## THE EXERCISE
Can you copy every row below without changing a character, leaving the pictures out?
···
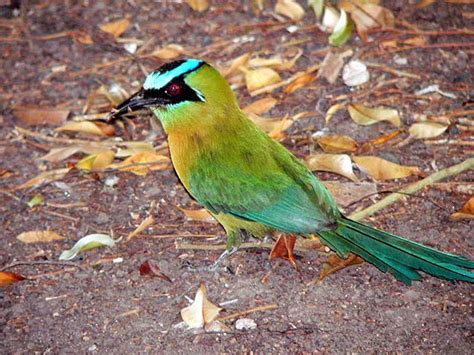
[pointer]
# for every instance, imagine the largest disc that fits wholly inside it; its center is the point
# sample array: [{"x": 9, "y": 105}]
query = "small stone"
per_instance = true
[{"x": 245, "y": 324}]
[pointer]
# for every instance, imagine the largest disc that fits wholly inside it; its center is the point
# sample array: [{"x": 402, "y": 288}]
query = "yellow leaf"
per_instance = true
···
## SOLUTION FOR THIS PROBLEM
[pointer]
# for every instance, imagine the largest disc that fits wholly inside it; its center is the point
# sample array: [{"x": 9, "y": 105}]
query = "small stone"
per_instance = true
[{"x": 245, "y": 324}]
[pointer]
# for every instance, imagine the largest disc that fits wholly inside it; its center is the point
# sample array: [{"x": 402, "y": 288}]
query = "yellow leaf"
per_instance = true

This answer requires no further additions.